Data to use |
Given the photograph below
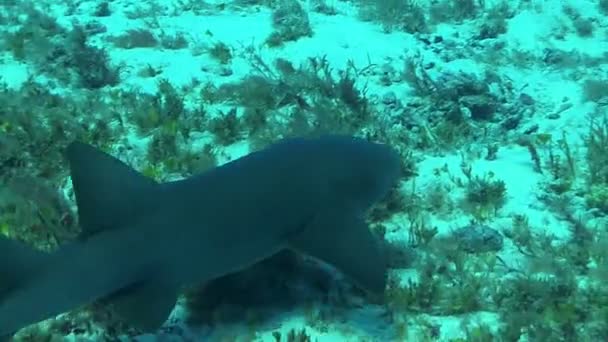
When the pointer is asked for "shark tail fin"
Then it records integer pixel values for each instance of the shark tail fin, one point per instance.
(345, 242)
(17, 265)
(109, 193)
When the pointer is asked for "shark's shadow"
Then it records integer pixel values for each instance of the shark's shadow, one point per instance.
(283, 282)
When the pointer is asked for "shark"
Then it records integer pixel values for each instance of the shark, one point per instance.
(142, 241)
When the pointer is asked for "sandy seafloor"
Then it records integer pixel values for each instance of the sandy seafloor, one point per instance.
(535, 28)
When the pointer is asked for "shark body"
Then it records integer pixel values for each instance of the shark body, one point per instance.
(143, 241)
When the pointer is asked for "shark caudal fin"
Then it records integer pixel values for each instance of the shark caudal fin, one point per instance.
(19, 264)
(109, 193)
(112, 195)
(345, 242)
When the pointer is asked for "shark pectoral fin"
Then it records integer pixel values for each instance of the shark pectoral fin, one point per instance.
(346, 243)
(145, 306)
(18, 263)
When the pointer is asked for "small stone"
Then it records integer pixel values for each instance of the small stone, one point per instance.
(478, 238)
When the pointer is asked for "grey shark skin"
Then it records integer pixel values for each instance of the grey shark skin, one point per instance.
(142, 241)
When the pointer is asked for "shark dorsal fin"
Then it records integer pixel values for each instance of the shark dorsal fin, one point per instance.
(109, 193)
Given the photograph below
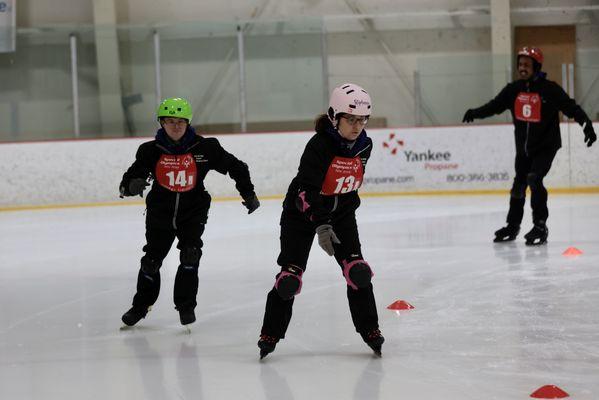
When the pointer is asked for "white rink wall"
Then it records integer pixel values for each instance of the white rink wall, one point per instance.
(461, 158)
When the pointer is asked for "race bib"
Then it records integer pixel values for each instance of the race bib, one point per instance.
(527, 107)
(343, 176)
(177, 173)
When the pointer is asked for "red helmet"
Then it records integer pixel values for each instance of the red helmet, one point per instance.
(533, 52)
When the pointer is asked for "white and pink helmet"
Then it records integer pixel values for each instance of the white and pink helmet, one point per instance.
(349, 98)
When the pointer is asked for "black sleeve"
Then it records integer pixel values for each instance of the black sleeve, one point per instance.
(141, 168)
(314, 164)
(567, 105)
(226, 163)
(503, 101)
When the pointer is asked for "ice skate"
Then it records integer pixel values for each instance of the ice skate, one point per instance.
(537, 235)
(506, 234)
(374, 340)
(134, 315)
(187, 316)
(267, 345)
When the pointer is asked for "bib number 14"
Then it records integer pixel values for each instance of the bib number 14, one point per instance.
(181, 179)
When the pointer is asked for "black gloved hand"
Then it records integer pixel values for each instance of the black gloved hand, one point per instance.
(137, 186)
(251, 203)
(326, 238)
(468, 116)
(590, 136)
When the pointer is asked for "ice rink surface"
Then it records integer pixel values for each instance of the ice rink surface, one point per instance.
(491, 321)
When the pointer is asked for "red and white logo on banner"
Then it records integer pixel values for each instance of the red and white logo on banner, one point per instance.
(527, 107)
(344, 175)
(177, 173)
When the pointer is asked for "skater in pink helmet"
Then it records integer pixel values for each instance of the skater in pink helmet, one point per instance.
(535, 103)
(321, 201)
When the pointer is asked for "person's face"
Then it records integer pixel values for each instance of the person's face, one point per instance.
(175, 127)
(525, 67)
(350, 126)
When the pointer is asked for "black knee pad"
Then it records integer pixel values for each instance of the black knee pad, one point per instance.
(534, 180)
(190, 255)
(518, 191)
(150, 265)
(289, 282)
(357, 273)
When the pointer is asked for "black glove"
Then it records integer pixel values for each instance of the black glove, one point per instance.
(137, 186)
(326, 238)
(590, 136)
(469, 116)
(251, 203)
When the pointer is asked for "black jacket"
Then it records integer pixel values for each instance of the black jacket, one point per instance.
(207, 154)
(320, 151)
(532, 137)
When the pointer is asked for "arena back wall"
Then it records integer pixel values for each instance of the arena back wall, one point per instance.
(404, 160)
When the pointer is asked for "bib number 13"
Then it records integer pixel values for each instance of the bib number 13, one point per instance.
(180, 179)
(346, 184)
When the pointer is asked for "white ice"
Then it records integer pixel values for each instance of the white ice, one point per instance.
(491, 321)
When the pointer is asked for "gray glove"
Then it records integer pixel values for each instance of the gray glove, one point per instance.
(137, 186)
(590, 136)
(326, 238)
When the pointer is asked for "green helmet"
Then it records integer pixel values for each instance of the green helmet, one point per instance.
(175, 107)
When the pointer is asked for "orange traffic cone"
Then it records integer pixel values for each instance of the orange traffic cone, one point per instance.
(549, 392)
(572, 252)
(400, 305)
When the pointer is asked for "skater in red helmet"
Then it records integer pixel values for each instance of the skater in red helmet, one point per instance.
(321, 201)
(535, 103)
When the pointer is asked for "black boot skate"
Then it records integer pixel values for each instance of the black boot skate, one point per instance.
(134, 315)
(267, 345)
(537, 235)
(187, 316)
(374, 340)
(507, 233)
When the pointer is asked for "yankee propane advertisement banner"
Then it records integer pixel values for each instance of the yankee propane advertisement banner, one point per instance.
(449, 158)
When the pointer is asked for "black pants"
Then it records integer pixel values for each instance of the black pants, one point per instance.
(160, 235)
(297, 236)
(530, 171)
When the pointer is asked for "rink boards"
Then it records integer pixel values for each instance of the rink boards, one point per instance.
(435, 159)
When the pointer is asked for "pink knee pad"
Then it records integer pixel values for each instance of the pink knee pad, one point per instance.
(347, 266)
(289, 284)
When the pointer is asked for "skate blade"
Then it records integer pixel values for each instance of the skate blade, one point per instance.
(532, 244)
(502, 239)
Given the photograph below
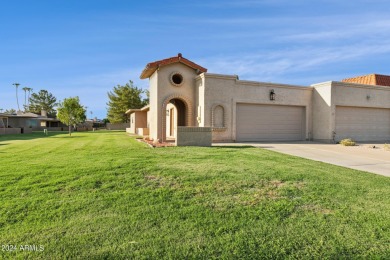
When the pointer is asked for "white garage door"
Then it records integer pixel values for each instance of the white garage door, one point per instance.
(270, 123)
(362, 124)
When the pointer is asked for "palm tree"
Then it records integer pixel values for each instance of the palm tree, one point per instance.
(28, 99)
(17, 99)
(25, 97)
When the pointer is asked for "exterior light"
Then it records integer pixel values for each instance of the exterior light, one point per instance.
(272, 95)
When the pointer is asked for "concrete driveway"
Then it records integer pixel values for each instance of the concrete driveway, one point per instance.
(363, 157)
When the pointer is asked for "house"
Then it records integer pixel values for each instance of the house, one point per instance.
(25, 122)
(183, 93)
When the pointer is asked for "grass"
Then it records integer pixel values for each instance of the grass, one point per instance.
(105, 195)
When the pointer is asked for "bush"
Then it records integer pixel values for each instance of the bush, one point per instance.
(348, 142)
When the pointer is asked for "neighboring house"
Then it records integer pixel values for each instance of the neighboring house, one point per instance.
(182, 93)
(30, 121)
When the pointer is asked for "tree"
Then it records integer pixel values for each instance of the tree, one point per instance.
(17, 99)
(43, 100)
(71, 112)
(121, 99)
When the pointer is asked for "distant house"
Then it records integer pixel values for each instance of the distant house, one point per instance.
(183, 93)
(28, 122)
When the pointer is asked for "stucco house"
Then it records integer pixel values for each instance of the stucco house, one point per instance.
(183, 93)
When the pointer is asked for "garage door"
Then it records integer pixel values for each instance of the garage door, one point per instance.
(270, 123)
(362, 124)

What is asked | Leaving the pictures aside, transcribe the entire listing exactly.

Expected output |
Given the photograph below
When the pointer is asked for "shark tail fin"
Then it records integer pixel values for each instance of the shark tail fin, one point per instance.
(345, 242)
(17, 265)
(109, 193)
When the pointer is asked for "shark's shadow"
Then it records integer pixel values for each instance of the shark's shadow, one point per instance.
(283, 282)
When the pointer is asked for "shark"
Then it records integer pixel values for each instance of the shark, one point per instance.
(142, 241)
When the pointer is asked for "sandy seafloor"
Then it records integer pixel values for each instance of the sandy seafloor, one point per instance.
(535, 28)
When the pointer is asked for "shark body"
Then it records integer pixel values for each instance of the shark body, one point per instance.
(143, 241)
When the pointer is asked for "shark caudal fin"
Then it records integer pixel values for each instance of the shark caudal fin, one point per instance.
(19, 264)
(109, 193)
(112, 195)
(345, 242)
When the pointer is asked for "shark pectoral fin"
Then it records integer pixel values for each instance of the shark pectoral fin, one point per instance.
(346, 243)
(145, 306)
(18, 263)
When the pointer is asked for "small stone"
Then it records integer pixel values for each instance of the small stone, one point per instance.
(478, 238)
When the pointer is asked for "grey shark skin"
Then it records integer pixel values for each instance of the grey shark skin, one point per instance.
(142, 241)
When the pointer is asked for "shark dorsal fin"
Then it records integer pixel values for each instance of the shark dorsal fin, one point per instance.
(109, 193)
Given the photograph below
When the pointer is asked for "white rink wall"
Then it records integer pixel values for each instance of the white rink wall, one point per instance.
(461, 158)
When the pointer is asked for "race bib"
Then it records integer pixel values for each instance of the race bib, one point per instance.
(527, 107)
(343, 176)
(177, 173)
When the pointer is asked for "red helmet"
Then it records integer pixel values for each instance of the red helmet, one point per instance.
(533, 52)
When the pointer is asked for "white and pink helmet"
Then it records integer pixel values for each instance of the white and pink helmet, one point per instance.
(349, 98)
When the pointer is asked for "black sleeve"
Then it records integer pixel values for each instance of the black sleeve, one point per instance.
(141, 168)
(314, 164)
(567, 105)
(226, 163)
(503, 101)
When the pointer is asked for "ice skate"
Then it records integer pixel values for each instance of the ice skate, one point per instance.
(537, 235)
(506, 234)
(374, 340)
(134, 315)
(187, 316)
(267, 345)
When the pointer is asked for "bib number 14"
Then it records integer pixel values for each instance of the bib number 14, one point per instance.
(181, 179)
When the pointer is asked for "black gloved hand"
Then it records integer pixel values for each instance of the black gloved hand, one point per instance.
(137, 186)
(251, 203)
(326, 238)
(468, 116)
(590, 136)
When the pointer is asked for "ice rink surface"
Then it records integer pixel values for each instance of the ice rink surface, one point per instance.
(491, 321)
When the pointer is asked for "red and white logo on banner"
Then it records integer pixel values for each instance of the red and white logo on banner, one point per instance.
(527, 107)
(344, 175)
(177, 173)
When the pointer is asked for "skater in pink helmet"
Then it records integer pixel values for each instance of the skater in pink helmet, one point per instance.
(535, 103)
(321, 201)
When the pointer is asked for "person's face"
Then it records integer pixel values for each instance of the person's face, one point per instance.
(175, 127)
(525, 67)
(350, 126)
When the pointer is asked for "black knee pad"
Then it records integer pixel values for each instance of the black knee pad, one point per instance.
(534, 180)
(190, 255)
(518, 191)
(150, 265)
(289, 282)
(357, 273)
When the pointer is asked for "black glove"
Then it records integer pixel values for each instance of the black glove, one point per instance.
(137, 186)
(326, 238)
(590, 136)
(469, 116)
(251, 203)
When the pointer is asked for "black jacket"
Then it records integer pixel values for each instance of the black jacket, one point per instance.
(207, 154)
(320, 151)
(532, 137)
When the pointer is asked for "arena back wall"
Then it records integer pixel values for each instance of the arena back wall, one point per instance.
(404, 160)
When the pointer is asked for "bib number 13"
Then it records integer pixel values for each instance of the bib number 13, one point per instance.
(180, 179)
(346, 184)
When the pointer is asked for "white ice"
Then it records integer pixel values for each instance of the white ice, one point per instance.
(491, 321)
When the pointer is asked for "gray glove"
Then it records integer pixel values for each instance of the gray glove, one point per instance.
(137, 186)
(590, 136)
(326, 238)
When the pointer is asked for "green helmet"
Then it records integer pixel values for each instance of the green helmet, one point per instance.
(175, 107)
When the pointer is asked for "orange traffic cone"
Then it records integer pixel values for each instance of the orange traffic cone, one point per instance.
(549, 392)
(572, 252)
(400, 305)
When the pointer is asked for "skater in red helmet"
Then it records integer pixel values for each instance of the skater in red helmet, one point per instance.
(321, 201)
(535, 103)
When the pointer is asked for "black boot skate"
Then it records integer pixel values for each instance of the black boot skate, one point per instance.
(134, 315)
(267, 345)
(537, 235)
(187, 316)
(374, 340)
(507, 233)
When the pointer is asked for "yankee propane advertisement banner"
Then it records integer pixel values for each instance of the yankee propane advertisement banner, one point per instance.
(449, 158)
When the pointer is asked for "black pants"
Then it records integer pixel values for each instance of the black pants, one point per instance.
(160, 235)
(297, 236)
(530, 171)
When the pointer is asked for "rink boards"
Then it records integer pixel values for each instance of the rink boards, one point per instance.
(435, 159)
When the pointer is asked for "pink knee pad"
Then it records integer pixel values for each instance of the pink knee pad, one point per instance.
(347, 266)
(289, 284)
When the pointer is asked for "skate blade"
Then it records integer pixel values for each instance of the skate blade, one point per instance.
(532, 244)
(502, 239)
Given the photograph below
When the pointer is asked for "white garage door"
Then it records integer pixel values for each instance of the white garage door, one point per instance.
(270, 123)
(362, 124)
When the pointer is asked for "palm tree"
Then it records integer pixel values for each instance of the palm tree, one point per instance.
(28, 99)
(17, 99)
(25, 97)
When the pointer is asked for "exterior light"
Then it records integer pixel values for each instance of the exterior light, one point per instance.
(272, 95)
When the pointer is asked for "concrete driveway"
Then it records integer pixel values for each instance of the concrete driveway, one point per instance.
(363, 157)
When the pointer is asked for "house"
Then it records integer pixel values for each instance of the house, one point per instance.
(25, 122)
(183, 93)
When the pointer is asked for "grass"
Then it records integer pixel values for each instance of the grass, one point per instance.
(105, 195)
When the pointer is asked for "bush"
Then it records integer pixel values for each instance of the bush, one point per instance.
(348, 142)
When the pointer is asked for "neighboring house"
Then it records integer pixel values for each instance of the neighboring house, one point per instance.
(182, 93)
(30, 121)
When the pointer is asked for "tree"
Then it records integer pixel values for each instance of the tree, one point per instance.
(17, 99)
(43, 100)
(71, 112)
(121, 99)
When the pointer is asked for "distant house"
Then it records integer pixel values for each instance of the distant house, one point per instance.
(183, 93)
(28, 122)
When the pointer is asked for "stucco house"
Then it records integer pixel values for each instance of the stucco house, one point per instance.
(183, 93)
When the pointer is asked for "garage door"
Then it records integer pixel values for each instance of the garage door, one point per instance.
(270, 123)
(362, 124)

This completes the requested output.